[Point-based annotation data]
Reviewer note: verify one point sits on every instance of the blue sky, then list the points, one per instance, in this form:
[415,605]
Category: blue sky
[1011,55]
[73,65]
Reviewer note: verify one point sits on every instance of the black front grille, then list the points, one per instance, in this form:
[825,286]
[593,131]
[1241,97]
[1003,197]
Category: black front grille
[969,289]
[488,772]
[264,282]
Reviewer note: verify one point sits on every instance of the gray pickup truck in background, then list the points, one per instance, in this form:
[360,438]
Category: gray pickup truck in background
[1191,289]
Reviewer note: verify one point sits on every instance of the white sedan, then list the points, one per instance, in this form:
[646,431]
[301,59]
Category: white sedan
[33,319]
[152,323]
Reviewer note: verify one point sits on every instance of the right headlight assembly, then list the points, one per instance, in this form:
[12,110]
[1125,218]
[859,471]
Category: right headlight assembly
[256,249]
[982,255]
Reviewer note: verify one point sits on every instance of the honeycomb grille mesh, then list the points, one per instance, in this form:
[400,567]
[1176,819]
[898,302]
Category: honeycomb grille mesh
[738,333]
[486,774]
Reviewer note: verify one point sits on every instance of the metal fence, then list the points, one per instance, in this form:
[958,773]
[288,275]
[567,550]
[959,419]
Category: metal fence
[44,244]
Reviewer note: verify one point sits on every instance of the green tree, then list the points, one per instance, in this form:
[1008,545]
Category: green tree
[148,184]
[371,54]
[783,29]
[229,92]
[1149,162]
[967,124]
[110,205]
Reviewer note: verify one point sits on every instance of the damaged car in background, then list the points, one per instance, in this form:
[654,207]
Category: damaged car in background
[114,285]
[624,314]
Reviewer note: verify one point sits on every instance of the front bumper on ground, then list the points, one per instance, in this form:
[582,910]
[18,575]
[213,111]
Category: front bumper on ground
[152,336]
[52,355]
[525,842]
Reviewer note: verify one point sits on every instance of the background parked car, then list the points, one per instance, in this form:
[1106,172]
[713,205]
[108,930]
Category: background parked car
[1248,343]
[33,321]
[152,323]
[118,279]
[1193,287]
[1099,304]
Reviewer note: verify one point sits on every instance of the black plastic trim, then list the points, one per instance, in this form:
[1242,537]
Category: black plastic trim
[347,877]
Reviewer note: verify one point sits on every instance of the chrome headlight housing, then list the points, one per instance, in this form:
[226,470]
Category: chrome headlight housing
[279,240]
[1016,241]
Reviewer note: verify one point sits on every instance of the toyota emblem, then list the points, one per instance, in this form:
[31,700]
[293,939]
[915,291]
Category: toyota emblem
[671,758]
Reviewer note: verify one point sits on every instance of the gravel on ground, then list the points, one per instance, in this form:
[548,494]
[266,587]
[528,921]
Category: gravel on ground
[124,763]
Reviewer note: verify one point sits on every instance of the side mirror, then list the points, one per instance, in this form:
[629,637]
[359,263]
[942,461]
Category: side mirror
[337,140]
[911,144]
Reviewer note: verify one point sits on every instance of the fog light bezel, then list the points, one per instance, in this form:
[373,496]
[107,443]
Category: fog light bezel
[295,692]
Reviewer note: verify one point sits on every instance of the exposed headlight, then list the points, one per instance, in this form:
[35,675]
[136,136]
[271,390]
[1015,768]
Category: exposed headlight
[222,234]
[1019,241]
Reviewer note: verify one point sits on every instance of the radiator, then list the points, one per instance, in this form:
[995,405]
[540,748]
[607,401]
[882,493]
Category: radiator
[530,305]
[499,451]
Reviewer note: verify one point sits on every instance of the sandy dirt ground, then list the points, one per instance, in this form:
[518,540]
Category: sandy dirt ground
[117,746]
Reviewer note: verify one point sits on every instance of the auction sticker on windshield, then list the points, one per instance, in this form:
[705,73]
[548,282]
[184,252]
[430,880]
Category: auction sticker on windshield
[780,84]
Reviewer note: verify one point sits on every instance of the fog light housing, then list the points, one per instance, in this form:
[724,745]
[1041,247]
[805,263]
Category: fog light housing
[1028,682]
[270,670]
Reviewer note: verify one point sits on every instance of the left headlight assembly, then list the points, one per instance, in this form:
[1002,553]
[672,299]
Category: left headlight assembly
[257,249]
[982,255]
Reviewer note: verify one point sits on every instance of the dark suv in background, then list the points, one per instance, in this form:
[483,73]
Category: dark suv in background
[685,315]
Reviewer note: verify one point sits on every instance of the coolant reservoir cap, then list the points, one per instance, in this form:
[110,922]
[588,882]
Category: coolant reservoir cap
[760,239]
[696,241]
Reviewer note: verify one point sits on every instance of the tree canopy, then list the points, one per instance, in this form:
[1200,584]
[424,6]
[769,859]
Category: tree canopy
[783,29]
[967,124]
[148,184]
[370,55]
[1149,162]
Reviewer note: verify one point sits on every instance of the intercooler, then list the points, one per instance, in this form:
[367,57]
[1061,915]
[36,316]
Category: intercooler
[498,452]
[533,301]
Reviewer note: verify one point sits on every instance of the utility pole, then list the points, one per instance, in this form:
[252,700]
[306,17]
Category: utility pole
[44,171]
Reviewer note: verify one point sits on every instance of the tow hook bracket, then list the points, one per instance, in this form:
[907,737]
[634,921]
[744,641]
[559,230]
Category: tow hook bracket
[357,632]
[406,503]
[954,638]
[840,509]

EXERCISE INSTRUCTIONS
Rewrite every line of the records from the one containing "of the auction" through the end of the records, inclusive, adding 136 to each coordinate in the answer points. Keep the reviewer notes, their sample points and the category lines unchanged.

WRITTEN ANSWER
Reviewer note: verify one point sits on every instance of the auction sticker on windshield, then list the points, one per instance, in this form:
[705,73]
[548,282]
[184,252]
[430,880]
Category: auction sticker on windshield
[916,220]
Reviewer note: verify one point sits on every instance of the fog light housing, then list the points, one per instance, in this form:
[724,745]
[1041,247]
[805,263]
Category: fog light housing
[1164,818]
[406,806]
Reviewer note: verify one point sits on every instance of the left headlight assembly, then list the points, one per instance, in this form:
[1002,553]
[672,299]
Category: left headlight assembly
[393,385]
[1118,391]
Reviewer note: verify one point sits on every instance of the dark suv in background, then list the points, one per instance, in this form:
[483,73]
Category: dark suv in background
[821,451]
Reviewer note: verify one point sits on every instance of the coolant reservoir cap, then list the points, one per instance, in this form:
[110,922]
[588,882]
Category: coolant reservoir cap
[896,375]
[832,377]
Reviewer note: verify one point sits on every instance of the tree canopy, then list the points, one per instance, in this form:
[1200,584]
[424,6]
[769,859]
Category: tree canopy
[919,165]
[1103,260]
[284,320]
[506,191]
[1285,298]
Reviewer note: verify one point sits on every instance of the intercooler, then list the points, one per instance, in this form:
[367,57]
[1061,915]
[36,316]
Category: intercooler
[634,588]
[669,437]
Reviewer note: verify one point sits on every instance of the utility pole, then list the points, one per instance, in this form:
[252,700]
[306,17]
Category: utility pole
[180,307]
Reviewer note: verify one point sits on every instance of the tow hook bracket, then list the points, one per instance, in this form:
[907,737]
[634,921]
[744,641]
[559,230]
Category: tow hook bracket
[493,768]
[542,639]
[1090,774]
[976,645]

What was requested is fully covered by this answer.